In spite of everything, at least Rocinha, a 'favela' slum where over 200,000 people crowd together, has already been installed in cyber-space; a virtual pan-space installed in an architecture of slicing and supra-fusion of remnants, that architecture of cyberception, defined by Roy Ascot, that will be established then with its interface in the conscience of the non-visible, of the illegal immigrant. Can those outside the class structure finally extend themselves from their displacement? Will this cancel out their singular condition of paralysis and braking? Does the worker without land, the static person, the cryptic peasant acquire, from his impenetrable sanctuary of habitat and crime, an elasticity that will uncover him and assimilate him into a fundamentalist capitalism of conscience and displacement? What then, will happen to O Condicionado and the slum-dwellers of Brasilia Teimosa, on the outskirts of Recife, where the shanty towns are constructed on stilts above water? What will happen to all the shanty towns in Latin America, the populations of Chile, the "barrios" of Venezuela and Ecuador, the "misery towns" of Argentina and the "barriadas" in Peru? Will this be the syntagm of a telematic prayer, a global secret discussion, will it be a cyber-café, however precarious its furniture? At the moment, this initiative is connected to the Internet by radio waves as these Human Hives have no telephone networks. To start with, make a note of: www.rocinha.com.br.

# What to work on:
Copy out the full passage about Rocinha and cyberspace, word for word.

# Provided information:
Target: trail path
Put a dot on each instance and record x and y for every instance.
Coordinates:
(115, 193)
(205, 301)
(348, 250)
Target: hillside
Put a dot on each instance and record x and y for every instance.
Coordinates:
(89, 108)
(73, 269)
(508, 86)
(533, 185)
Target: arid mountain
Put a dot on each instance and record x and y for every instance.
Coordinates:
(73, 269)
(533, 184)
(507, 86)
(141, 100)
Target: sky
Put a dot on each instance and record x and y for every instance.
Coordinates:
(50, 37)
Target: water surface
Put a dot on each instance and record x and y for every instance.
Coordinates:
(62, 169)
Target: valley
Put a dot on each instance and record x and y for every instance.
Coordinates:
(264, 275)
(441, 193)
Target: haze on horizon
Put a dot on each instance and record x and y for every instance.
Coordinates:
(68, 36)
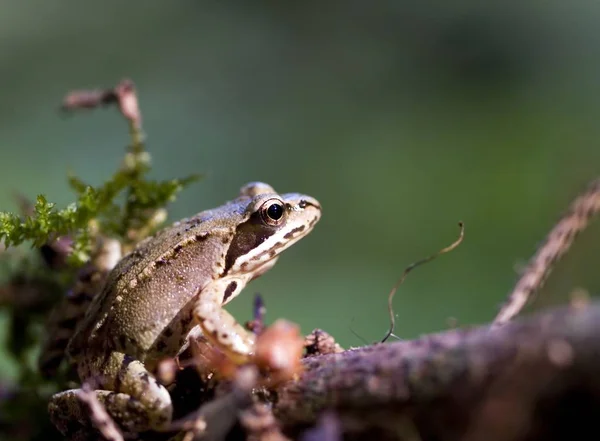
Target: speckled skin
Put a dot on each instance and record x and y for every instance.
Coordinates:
(157, 294)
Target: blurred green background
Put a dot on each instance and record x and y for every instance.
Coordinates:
(402, 118)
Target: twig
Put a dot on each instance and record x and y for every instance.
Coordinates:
(498, 381)
(557, 243)
(409, 269)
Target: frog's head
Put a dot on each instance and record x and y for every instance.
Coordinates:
(270, 224)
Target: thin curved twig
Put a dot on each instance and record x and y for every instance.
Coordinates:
(409, 269)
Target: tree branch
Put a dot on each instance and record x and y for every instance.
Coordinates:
(529, 379)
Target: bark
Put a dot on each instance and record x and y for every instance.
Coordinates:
(532, 379)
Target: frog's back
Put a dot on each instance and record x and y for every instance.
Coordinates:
(146, 304)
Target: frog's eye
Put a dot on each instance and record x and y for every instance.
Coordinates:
(272, 211)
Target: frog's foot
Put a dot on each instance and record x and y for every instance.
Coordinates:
(218, 326)
(137, 404)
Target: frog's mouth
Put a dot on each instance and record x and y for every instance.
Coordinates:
(256, 244)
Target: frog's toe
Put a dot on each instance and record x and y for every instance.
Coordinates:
(66, 412)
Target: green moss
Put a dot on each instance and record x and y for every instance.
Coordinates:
(97, 209)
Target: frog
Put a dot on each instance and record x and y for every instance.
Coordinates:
(172, 285)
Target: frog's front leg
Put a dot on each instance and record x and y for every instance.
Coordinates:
(218, 326)
(130, 394)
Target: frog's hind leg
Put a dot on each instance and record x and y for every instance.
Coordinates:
(132, 397)
(69, 312)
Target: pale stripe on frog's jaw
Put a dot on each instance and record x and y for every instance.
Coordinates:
(302, 213)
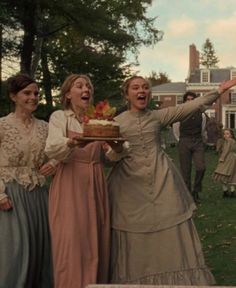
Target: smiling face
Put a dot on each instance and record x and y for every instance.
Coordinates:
(26, 100)
(138, 94)
(80, 94)
(227, 134)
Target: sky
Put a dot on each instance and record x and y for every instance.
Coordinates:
(186, 22)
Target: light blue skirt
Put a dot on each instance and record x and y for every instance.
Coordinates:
(25, 253)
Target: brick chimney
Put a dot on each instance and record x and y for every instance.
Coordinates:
(193, 58)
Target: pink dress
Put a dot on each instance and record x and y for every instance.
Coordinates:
(79, 219)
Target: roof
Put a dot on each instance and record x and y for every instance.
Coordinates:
(217, 75)
(172, 87)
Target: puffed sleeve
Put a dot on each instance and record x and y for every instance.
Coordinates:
(56, 144)
(114, 156)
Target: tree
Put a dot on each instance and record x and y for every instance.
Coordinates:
(208, 58)
(157, 79)
(76, 36)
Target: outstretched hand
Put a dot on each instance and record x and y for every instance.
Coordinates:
(225, 85)
(117, 146)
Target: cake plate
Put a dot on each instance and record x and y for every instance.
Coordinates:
(119, 139)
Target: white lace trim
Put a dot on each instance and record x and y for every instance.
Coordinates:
(26, 176)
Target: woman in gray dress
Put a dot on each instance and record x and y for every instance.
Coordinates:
(154, 240)
(225, 171)
(25, 256)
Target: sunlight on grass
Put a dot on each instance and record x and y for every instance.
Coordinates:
(215, 220)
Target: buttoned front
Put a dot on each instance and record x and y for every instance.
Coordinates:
(146, 190)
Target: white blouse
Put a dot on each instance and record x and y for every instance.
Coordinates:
(22, 152)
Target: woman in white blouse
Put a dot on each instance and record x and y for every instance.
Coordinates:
(24, 239)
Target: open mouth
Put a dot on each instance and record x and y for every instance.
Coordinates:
(141, 97)
(85, 98)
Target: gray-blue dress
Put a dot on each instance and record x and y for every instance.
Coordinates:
(25, 255)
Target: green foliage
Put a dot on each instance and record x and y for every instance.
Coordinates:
(208, 58)
(77, 36)
(158, 78)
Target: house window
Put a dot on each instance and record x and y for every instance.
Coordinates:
(205, 76)
(233, 98)
(233, 74)
(179, 99)
(211, 113)
(230, 119)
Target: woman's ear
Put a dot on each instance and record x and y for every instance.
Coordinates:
(12, 97)
(68, 96)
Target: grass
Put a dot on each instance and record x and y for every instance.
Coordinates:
(215, 220)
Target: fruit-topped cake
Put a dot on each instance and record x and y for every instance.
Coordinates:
(98, 121)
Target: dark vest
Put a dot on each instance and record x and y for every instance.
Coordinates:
(192, 126)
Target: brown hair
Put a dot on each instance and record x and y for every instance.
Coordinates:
(18, 82)
(125, 85)
(66, 86)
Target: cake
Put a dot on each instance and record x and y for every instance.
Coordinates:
(98, 121)
(101, 128)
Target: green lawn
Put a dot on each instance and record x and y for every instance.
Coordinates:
(215, 219)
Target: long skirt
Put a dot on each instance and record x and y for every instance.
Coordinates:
(25, 255)
(168, 257)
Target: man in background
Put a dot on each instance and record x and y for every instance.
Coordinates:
(191, 136)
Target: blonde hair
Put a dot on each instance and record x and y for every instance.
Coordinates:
(66, 86)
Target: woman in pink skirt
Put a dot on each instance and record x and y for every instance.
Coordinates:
(78, 201)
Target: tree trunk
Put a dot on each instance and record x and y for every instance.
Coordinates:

# Result below:
In spite of everything, at least Rocinha, a 'favela' slum where over 200,000 people crowd together, has already been installed in cyber-space; a virtual pan-space installed in an architecture of slicing and supra-fusion of remnants, that architecture of cyberception, defined by Roy Ascot, that will be established then with its interface in the conscience of the non-visible, of the illegal immigrant. Can those outside the class structure finally extend themselves from their displacement? Will this cancel out their singular condition of paralysis and braking? Does the worker without land, the static person, the cryptic peasant acquire, from his impenetrable sanctuary of habitat and crime, an elasticity that will uncover him and assimilate him into a fundamentalist capitalism of conscience and displacement? What then, will happen to O Condicionado and the slum-dwellers of Brasilia Teimosa, on the outskirts of Recife, where the shanty towns are constructed on stilts above water? What will happen to all the shanty towns in Latin America, the populations of Chile, the "barrios" of Venezuela and Ecuador, the "misery towns" of Argentina and the "barriadas" in Peru? Will this be the syntagm of a telematic prayer, a global secret discussion, will it be a cyber-café, however precarious its furniture? At the moment, this initiative is connected to the Internet by radio waves as these Human Hives have no telephone networks. To start with, make a note of: www.rocinha.com.br.